Segment Start: DATA EXCERPTS

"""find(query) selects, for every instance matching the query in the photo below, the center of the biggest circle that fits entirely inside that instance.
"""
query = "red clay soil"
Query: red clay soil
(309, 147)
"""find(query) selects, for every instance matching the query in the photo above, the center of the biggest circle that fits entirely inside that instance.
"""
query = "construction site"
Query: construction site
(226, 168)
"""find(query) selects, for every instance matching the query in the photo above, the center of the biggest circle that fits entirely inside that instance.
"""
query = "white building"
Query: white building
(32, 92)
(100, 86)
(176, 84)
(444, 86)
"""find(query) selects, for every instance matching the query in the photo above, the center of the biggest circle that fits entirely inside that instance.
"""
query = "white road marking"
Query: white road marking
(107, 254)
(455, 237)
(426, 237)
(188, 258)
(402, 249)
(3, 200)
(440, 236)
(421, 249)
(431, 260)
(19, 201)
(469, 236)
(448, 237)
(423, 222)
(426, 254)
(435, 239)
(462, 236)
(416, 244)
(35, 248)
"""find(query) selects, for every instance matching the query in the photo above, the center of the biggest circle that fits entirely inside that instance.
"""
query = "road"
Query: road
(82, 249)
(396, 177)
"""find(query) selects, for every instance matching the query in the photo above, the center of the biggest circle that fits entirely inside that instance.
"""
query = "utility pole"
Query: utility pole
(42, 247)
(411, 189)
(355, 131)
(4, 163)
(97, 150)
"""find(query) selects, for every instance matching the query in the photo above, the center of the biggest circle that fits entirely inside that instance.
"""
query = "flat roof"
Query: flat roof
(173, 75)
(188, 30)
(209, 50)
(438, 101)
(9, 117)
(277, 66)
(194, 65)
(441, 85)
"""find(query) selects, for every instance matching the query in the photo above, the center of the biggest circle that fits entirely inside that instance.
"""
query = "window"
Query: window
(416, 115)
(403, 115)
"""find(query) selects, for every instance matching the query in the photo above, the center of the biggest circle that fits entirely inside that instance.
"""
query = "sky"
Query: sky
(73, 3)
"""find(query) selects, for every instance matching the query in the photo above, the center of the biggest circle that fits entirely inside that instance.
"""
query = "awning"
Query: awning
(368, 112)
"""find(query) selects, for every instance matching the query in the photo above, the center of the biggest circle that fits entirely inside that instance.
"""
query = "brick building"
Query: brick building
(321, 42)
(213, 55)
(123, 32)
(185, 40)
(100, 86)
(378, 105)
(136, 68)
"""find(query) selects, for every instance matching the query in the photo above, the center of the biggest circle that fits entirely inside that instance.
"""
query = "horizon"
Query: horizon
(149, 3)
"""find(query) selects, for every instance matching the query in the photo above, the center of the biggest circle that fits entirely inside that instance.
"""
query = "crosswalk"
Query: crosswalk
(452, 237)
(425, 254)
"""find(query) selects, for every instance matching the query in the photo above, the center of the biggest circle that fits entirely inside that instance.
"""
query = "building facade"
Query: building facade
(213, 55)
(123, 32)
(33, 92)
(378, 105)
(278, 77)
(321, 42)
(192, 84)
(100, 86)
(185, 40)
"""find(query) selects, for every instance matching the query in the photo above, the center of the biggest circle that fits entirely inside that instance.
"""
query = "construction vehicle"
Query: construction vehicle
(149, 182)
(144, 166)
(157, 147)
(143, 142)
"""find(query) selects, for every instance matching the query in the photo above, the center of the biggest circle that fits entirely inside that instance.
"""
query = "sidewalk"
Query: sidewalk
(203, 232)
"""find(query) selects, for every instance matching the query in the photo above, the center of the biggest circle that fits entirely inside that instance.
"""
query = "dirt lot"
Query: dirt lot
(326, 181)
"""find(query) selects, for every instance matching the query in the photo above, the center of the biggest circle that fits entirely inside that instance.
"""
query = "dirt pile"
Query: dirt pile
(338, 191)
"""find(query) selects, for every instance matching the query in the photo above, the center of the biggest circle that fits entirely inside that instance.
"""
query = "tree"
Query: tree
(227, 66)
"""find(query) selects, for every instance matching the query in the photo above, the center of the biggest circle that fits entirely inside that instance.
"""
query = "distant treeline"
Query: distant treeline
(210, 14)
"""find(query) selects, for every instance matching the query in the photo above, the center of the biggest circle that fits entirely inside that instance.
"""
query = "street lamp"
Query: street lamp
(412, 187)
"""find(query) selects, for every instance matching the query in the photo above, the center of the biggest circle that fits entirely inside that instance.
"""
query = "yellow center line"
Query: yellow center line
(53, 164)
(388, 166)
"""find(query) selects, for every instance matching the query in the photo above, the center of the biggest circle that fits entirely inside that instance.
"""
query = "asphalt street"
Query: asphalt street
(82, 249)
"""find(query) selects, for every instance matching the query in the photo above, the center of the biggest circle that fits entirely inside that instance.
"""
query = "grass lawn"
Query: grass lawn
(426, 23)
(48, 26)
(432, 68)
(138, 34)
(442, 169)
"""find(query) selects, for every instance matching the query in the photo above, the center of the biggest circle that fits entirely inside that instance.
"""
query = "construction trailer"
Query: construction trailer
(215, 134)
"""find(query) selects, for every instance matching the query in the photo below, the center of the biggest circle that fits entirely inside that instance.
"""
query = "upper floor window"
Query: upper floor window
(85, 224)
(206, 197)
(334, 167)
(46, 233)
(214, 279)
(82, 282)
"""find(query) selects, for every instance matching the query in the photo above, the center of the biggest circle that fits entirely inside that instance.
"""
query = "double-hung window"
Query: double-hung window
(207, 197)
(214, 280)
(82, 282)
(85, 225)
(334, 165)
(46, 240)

Segment End: DATA EXCERPTS

## WORK INSTRUCTION
Set down every entry again, exactly as written.

## SOLUTION BELOW
"""find(query) selects, for every instance matching the query in the photo below, the center of the biggest circle that fits entirely inside that instance.
"""
query = "red clay soil"
Query: red clay soil
(309, 147)
"""find(query) selects, for every instance matching the query in the photo above, the center of the biggest circle that fits entirely inside that instance.
"""
query = "construction site"
Query: construction site
(226, 168)
"""find(query) selects, for every instance matching the query in the photo above, the center of the biggest circle that fits entirely inside that instance.
"""
query = "white building"
Query: white building
(32, 92)
(100, 86)
(176, 84)
(444, 86)
"""find(query) selects, for every instance matching the query in the photo above, the center of the biggest circle that fits entirely inside that instance.
"""
query = "white road marking"
Query: white road marking
(107, 254)
(455, 237)
(426, 237)
(188, 258)
(402, 249)
(3, 200)
(440, 236)
(421, 249)
(431, 260)
(19, 201)
(469, 236)
(448, 237)
(423, 222)
(426, 254)
(435, 239)
(462, 236)
(416, 244)
(35, 248)
"""find(query) selects, for every instance matching the query in the photo above, the center of the biggest circle that fits entirely inside that instance.
"""
query = "road"
Query: road
(82, 249)
(396, 177)
"""find(query) selects, for every instance matching the query in the photo above, the center of the biggest circle that fits entirely inside that instance.
"""
query = "utility pole"
Query: utility pole
(42, 247)
(411, 189)
(355, 131)
(4, 163)
(97, 150)
"""find(query) selects, for every instance matching the query in the photo above, the center of the biggest circle that fits entirely inside that instance.
"""
query = "flat roof"
Query: flat roof
(173, 75)
(188, 30)
(209, 50)
(438, 101)
(9, 117)
(277, 66)
(194, 65)
(441, 85)
"""find(query) selects, for every instance matching the query in the photo above, the center of the biggest circle that fits entirely inside that instance.
"""
query = "window"
Query: window
(416, 115)
(403, 115)
"""find(query) selects, for every instance matching the query in the photo above, the center of the biggest circle that fits entirely inside that instance.
"""
query = "sky"
Query: sky
(73, 3)
"""find(query) selects, for every instance matching the query in the photo above, the center of the biggest circle that fits entirely inside that instance.
"""
query = "awning"
Query: awning
(368, 112)
"""find(query) selects, for every instance matching the query in the photo above, the center of the biggest circle that fits entirely inside that instance.
"""
query = "brick building"
Query: brick building
(321, 42)
(213, 55)
(123, 32)
(185, 40)
(100, 86)
(378, 105)
(136, 68)
"""find(query) selects, for every instance matching the query in the photo above, the center of the biggest circle that fits entirely inside that instance.
"""
query = "horizon"
Query: horizon
(149, 3)
"""find(query) selects, for every instance matching the query in the photo above, the center of the biggest circle that fits entirely inside that instance.
"""
query = "crosswalk"
Query: crosswalk
(452, 237)
(425, 254)
"""find(query) selects, for every instance matching the query in the photo above, the center of the biggest circle that fits entirely inside that instance.
"""
query = "building facade"
Query: building facade
(213, 55)
(123, 32)
(33, 92)
(378, 105)
(278, 77)
(321, 42)
(192, 84)
(100, 86)
(185, 40)
"""find(query) selects, for every instance matching the query in the photo above, the center of the biggest circle that fits entirely inside that instance.
"""
query = "construction vehicle"
Query: construction vehicle
(149, 182)
(144, 166)
(157, 147)
(143, 142)
"""find(query) selects, for every instance matching the query in the photo above, the center of the biggest circle that fits entirely inside that instance.
"""
query = "sidewalk"
Query: sidewalk
(203, 232)
"""find(query) selects, for every instance matching the query in the photo above, the center of the biggest circle that fits entirely inside that instance.
"""
query = "dirt lot"
Query: dirt lot
(326, 181)
"""find(query) selects, for every instance matching the query in the photo above, the center of the biggest circle that fits entirely inside that instance.
"""
query = "dirt pile"
Query: dirt pile
(338, 191)
"""find(query) selects, for every instance matching the query in the photo above, the center of the biggest circle that fits entirely inside that instance.
"""
query = "tree"
Query: tree
(227, 66)
"""find(query) selects, for every instance matching the query in the photo above, the center of the biggest circle that fits entirely inside that instance.
"""
query = "distant treeline"
Query: distant treeline
(210, 14)
"""find(query) selects, for every instance matching the query in the photo above, the center of the biggest circle that fits entirely inside that instance.
"""
query = "street lamp"
Query: street lamp
(412, 187)
"""find(query) selects, for every instance matching the query in the photo above, the center of the biggest circle that fits entirely inside that instance.
"""
query = "yellow center line"
Query: yellow center line
(53, 164)
(388, 166)
"""find(query) selects, for every instance matching the query in the photo above, the center of the biggest circle that fits entirely inside that instance.
"""
query = "asphalt street"
Query: asphalt street
(82, 249)
"""find(query) selects, for every instance matching the query in the photo above, the center of the biggest circle that fits entirely inside that instance.
"""
query = "grass lawn"
Query: grass lawn
(426, 23)
(48, 26)
(432, 68)
(138, 34)
(442, 169)
"""find(query) selects, for every instance matching the query in the photo above, the center of the biggest circle that fits entirely inside that instance.
"""
query = "construction trailer"
Query: construction trailer
(215, 134)
"""find(query) selects, for every instance matching the query in the photo below, the center of the biggest circle that fits entirely inside that instance.
"""
query = "upper floor window"
Query: upper floor window
(85, 224)
(206, 197)
(334, 167)
(46, 233)
(214, 279)
(82, 282)
"""find(query) selects, for every instance matching the query in the photo above, the center of the biggest circle that fits entirely inside that instance.
"""
query = "double-hung window"
Query: double-hung window
(207, 197)
(214, 280)
(82, 282)
(85, 225)
(334, 165)
(46, 240)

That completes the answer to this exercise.